明治以来の日本では、いわゆる「国語国字問題」が大きな論争の的となってきた。改革派は、表音式仮名づかい、漢字廃止、言文一致などをつねに主張してきたが、そのつど「国語の伝統」を信奉する保守派の反撃にあって、「国語改革」の芽はつみとられてきた。結局のところ騒々しい論争のあとにはなにも残らなかった。志賀はこうした近代日本語の歴史にいらだったのである。
とし
そして志賀にあるのは
日本語への絶望感であり、「徹底的な」改革を望む断固たる決意のほうである。
と述べている。
しかし
騒々しい論争
の後、多様な作家達の試作によって何とか形になった言文一致体を、志賀は一度は受け入れて、それを研ぎ澄ませていったのである。
その上で志賀が国語に持った
いらだち
の強さは、言文一致体を完成へと導こうとした者ゆえの苦悩だといえる。
そのような志賀にとって、戦後の政策として改めて国語の改革を議論することは、もう一度
騒々しい論争
へと逆戻りすることでしかない。そのような事が受け入れ難いのは当然として
果たしてどのような
徹底的な改革
が歴史上行われていたら、志賀は満足できたというのであろうか?
おそらくどのような言語のどのような改革でも、志賀の感じた
いらだち
は言語の標準化において不可避であるように思われる。
「国語問題」で志賀か主張したフランス語の導入は
確かに
徹底的な改革
ではあるだろうが、フランス語も一つの言語に過ぎない以上、それはある意味で人工的な改革の放棄である。
イは志賀がフランス語を日本の国語とする理由として
フランスは文化の進んだ国であり、小説を読んで見ても何か日本人と通ずるものがあると思われる
という志賀の言葉を引用しているが、これはあまりに恣意的な引用である。
この言葉の前に志賀は
外国語に不案内な私はフランス語採用を自信を以っていうほど、具体的にわかっているわけではない
と断っているのだから。志賀の言葉はアイロニックなものであり、フランス語を選んだのは拙論で論じたように、戦術的なものであろう。
そして志賀は少なくともこのエッセイにおいて、母語としての日本語と日本の国語(標準語)を混同するような事はしていない。
志賀が問題としているのは一貫して日本の国語である。
志賀の論を
日本語廃止論
と断ずるのは早計である。
それはここでイ・ヨンスクが志賀と並べて論じている北一輝とは全く違う。

■ **掲載項目**:
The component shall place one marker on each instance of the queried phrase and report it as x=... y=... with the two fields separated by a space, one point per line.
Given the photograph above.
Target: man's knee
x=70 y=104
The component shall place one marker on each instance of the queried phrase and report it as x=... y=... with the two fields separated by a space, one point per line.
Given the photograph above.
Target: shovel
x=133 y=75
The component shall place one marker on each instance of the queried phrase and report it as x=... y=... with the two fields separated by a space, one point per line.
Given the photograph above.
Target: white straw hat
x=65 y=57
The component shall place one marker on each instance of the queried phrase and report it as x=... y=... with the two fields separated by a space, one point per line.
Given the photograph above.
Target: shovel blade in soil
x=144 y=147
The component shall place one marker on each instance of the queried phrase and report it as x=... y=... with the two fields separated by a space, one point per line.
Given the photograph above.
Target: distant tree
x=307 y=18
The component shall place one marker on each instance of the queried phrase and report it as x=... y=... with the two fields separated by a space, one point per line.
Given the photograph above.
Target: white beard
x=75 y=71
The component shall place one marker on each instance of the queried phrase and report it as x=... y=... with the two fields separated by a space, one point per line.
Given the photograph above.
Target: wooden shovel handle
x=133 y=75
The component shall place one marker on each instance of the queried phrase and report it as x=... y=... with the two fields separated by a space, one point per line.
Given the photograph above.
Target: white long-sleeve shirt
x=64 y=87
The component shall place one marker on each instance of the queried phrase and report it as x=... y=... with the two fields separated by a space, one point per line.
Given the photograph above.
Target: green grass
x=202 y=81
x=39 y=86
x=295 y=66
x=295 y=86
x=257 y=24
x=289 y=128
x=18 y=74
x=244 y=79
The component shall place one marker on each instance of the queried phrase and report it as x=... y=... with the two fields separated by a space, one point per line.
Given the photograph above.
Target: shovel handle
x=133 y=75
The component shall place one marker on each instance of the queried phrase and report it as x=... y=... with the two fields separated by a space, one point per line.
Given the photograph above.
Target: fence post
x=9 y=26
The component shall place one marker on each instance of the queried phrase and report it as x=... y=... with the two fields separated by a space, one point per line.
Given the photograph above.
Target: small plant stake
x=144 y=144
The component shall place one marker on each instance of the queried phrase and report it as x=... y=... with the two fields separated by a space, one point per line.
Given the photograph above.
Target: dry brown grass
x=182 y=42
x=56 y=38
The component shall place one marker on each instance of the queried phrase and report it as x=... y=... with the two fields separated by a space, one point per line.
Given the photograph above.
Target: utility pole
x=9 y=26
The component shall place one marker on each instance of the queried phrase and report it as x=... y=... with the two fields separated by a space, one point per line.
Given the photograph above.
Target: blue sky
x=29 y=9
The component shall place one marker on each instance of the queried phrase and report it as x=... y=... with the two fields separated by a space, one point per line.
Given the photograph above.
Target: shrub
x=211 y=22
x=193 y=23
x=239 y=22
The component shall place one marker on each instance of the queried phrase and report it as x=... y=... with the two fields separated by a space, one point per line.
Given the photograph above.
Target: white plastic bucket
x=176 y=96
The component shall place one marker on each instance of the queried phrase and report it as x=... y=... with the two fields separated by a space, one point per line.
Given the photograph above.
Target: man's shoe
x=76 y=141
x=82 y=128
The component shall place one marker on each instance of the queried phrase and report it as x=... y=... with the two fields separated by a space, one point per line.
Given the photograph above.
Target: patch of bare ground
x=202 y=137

■ **設問一覧**:
1. 提示文の内容を三文でまとめてください。
2. 項目のうち、「handle」という語を含む行は何行ありますか。大文字と小文字を区別し、数だけを答えてください。
提示文と項目のあいだに関連はありません。

■ **解答一覧**:
1. 明治以来の日本では国語国字問題をめぐる論争が続いたが、改革派の主張は保守派の反撃にあって実らず、志賀はこうした歴史にいらだった。志賀は一度は言文一致体を受け入れて研ぎ澄ませていったのであり、そのいらだちは言文一致体を完成へ導こうとした者ゆえの苦悩で、言語の標準化において不可避であるように思われる。フランス語採用をめぐる志賀の言葉はアイロニックで戦術的なものであり、志賀が一貫して問題としたのは日本の国語であるから、その論を日本語廃止論と断ずるのは早計である。

2. 2